**TO DO:** Only lines with the string "gull" should be returned from the data below.

Segment Open

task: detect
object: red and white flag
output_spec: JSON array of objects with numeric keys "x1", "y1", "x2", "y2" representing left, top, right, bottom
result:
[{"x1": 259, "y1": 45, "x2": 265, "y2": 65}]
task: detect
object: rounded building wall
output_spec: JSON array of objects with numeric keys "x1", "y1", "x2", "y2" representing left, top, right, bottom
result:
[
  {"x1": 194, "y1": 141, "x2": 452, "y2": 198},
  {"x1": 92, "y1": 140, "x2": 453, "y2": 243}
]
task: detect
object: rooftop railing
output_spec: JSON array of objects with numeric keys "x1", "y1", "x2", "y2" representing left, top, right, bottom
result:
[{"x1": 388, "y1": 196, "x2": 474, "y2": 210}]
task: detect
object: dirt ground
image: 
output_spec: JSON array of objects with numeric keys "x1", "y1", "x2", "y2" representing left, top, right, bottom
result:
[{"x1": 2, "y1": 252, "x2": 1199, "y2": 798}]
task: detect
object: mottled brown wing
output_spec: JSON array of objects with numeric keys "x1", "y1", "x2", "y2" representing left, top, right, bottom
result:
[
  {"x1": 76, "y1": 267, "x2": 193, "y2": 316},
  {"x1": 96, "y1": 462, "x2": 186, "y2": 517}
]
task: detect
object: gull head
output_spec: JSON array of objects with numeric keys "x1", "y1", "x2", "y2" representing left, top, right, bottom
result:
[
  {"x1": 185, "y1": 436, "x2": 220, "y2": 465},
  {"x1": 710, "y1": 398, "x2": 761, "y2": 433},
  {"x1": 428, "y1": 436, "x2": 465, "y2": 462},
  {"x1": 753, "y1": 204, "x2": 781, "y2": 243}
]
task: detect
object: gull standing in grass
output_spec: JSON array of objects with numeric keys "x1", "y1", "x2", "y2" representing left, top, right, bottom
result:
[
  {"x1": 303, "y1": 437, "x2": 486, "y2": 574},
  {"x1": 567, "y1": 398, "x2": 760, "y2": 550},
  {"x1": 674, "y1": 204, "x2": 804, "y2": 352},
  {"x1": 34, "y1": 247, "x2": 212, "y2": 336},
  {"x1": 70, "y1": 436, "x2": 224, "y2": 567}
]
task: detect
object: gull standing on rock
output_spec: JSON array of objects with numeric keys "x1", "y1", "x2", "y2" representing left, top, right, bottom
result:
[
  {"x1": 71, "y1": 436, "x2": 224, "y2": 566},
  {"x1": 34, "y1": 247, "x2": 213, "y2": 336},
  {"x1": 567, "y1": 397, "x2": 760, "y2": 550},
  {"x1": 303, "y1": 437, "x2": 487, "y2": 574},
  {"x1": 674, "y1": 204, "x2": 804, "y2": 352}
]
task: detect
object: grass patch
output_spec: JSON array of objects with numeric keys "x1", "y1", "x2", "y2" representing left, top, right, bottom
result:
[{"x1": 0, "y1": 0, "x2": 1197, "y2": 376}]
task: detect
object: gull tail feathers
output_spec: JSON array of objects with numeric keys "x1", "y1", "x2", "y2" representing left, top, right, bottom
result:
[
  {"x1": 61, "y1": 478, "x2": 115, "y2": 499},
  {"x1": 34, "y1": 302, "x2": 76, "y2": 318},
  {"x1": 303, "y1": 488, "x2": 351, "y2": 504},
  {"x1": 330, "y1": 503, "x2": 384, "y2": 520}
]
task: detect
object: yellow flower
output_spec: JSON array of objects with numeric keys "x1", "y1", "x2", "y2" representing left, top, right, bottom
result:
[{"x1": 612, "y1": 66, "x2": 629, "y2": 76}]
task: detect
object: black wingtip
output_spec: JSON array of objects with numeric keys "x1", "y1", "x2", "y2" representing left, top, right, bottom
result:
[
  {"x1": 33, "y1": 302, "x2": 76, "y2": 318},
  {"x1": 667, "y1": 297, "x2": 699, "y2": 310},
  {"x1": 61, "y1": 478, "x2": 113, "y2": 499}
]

Segment Closed

**EXERCISE ANSWER:**
object: gull head
object: gull standing in grass
object: gull standing on rock
object: gull tail feathers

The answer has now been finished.